■ Your objective ■
Beginning at the line with "TARGET = yellow deer emblem", output each line to the end of the listing below exactly, please.

■ The input ■
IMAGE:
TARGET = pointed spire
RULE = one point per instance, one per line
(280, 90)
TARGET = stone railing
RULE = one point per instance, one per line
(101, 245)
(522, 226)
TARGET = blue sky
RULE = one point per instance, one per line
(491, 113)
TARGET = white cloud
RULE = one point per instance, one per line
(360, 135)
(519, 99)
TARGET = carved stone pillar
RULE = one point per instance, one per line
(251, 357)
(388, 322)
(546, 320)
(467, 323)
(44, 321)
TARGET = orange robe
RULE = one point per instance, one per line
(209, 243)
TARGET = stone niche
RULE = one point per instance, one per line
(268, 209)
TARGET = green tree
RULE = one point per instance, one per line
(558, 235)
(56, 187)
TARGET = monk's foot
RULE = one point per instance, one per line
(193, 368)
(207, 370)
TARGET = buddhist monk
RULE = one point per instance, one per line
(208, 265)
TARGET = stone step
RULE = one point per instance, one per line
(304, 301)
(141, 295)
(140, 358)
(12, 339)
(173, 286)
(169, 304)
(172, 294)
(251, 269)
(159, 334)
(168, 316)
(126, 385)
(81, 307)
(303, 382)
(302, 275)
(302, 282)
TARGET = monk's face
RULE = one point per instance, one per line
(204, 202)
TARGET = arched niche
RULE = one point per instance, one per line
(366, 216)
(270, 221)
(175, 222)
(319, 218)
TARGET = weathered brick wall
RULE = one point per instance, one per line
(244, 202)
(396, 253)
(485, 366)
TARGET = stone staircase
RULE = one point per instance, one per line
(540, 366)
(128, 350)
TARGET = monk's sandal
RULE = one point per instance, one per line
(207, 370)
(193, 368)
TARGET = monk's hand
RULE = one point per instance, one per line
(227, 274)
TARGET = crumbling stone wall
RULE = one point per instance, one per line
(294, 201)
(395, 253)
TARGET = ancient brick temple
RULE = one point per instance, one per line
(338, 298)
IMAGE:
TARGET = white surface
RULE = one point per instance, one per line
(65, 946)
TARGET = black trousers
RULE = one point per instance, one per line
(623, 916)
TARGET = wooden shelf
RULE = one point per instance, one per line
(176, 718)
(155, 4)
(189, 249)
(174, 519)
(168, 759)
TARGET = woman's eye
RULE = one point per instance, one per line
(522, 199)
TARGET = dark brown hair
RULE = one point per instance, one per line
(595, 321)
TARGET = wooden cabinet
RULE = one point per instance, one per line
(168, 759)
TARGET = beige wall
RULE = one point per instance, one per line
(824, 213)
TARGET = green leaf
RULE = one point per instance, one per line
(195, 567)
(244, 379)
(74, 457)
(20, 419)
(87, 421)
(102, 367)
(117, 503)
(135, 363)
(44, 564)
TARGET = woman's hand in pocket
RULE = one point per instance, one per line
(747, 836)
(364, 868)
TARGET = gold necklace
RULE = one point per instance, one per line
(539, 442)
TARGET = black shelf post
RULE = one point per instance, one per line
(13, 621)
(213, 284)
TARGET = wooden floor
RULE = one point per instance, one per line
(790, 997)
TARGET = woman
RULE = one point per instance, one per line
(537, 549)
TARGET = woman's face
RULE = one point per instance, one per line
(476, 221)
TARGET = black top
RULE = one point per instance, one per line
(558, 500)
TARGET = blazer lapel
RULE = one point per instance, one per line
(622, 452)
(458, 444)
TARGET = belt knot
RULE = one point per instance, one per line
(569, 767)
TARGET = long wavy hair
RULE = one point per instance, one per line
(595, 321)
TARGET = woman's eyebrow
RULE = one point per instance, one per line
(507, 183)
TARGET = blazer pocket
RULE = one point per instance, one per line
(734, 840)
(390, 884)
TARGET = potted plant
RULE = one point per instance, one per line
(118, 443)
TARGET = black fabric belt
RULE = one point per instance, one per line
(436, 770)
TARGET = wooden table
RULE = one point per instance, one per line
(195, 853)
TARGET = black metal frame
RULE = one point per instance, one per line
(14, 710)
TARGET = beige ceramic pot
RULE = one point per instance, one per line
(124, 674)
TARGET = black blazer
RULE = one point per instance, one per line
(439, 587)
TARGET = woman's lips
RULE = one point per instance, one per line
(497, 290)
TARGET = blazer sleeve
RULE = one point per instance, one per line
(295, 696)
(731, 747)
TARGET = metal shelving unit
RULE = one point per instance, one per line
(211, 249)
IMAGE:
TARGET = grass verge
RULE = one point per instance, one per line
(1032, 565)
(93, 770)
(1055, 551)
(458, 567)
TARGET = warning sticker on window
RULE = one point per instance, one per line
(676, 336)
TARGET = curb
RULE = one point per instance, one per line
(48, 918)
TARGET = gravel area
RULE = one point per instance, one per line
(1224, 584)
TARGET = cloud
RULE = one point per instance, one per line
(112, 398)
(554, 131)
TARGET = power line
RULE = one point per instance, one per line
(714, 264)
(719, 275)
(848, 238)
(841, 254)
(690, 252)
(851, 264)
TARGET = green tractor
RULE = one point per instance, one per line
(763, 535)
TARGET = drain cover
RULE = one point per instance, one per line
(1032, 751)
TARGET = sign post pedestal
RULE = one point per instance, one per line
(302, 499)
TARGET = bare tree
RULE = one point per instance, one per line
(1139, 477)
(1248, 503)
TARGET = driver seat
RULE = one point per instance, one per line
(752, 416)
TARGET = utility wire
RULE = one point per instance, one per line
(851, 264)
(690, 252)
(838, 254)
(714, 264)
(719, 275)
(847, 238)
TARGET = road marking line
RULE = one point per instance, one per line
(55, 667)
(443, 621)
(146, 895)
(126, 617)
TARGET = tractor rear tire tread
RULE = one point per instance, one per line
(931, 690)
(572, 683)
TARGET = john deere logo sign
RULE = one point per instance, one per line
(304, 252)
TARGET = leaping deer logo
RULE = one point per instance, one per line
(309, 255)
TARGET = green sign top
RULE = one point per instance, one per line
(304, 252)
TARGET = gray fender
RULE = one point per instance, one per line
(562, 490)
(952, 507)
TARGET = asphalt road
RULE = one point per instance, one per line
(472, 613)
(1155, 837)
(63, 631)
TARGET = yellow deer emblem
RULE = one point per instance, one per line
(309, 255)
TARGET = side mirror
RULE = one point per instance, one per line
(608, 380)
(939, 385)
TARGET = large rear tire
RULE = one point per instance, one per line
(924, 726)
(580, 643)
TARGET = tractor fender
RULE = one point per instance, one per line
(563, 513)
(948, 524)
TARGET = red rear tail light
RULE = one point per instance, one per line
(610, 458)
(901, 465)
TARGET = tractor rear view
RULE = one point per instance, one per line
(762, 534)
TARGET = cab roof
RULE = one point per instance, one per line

■ Solution to this exercise ■
TARGET = yellow deer emblem
RULE = one point per instance, one per line
(309, 255)
TARGET = side mirror
RULE = one point per instance, one per line
(608, 380)
(939, 385)
TARGET = large rear tire
RULE = one point per instance, one per line
(924, 726)
(580, 643)
TARGET = tractor fender
RULE = one point per instance, one per line
(563, 513)
(948, 524)
TARGET = red rear tail light
RULE = one point per instance, one per line
(610, 458)
(901, 465)
TARGET = tractor rear view
RULE = one point per instance, one per line
(762, 534)
TARGET = cab roof
RULE = one point per instance, one per line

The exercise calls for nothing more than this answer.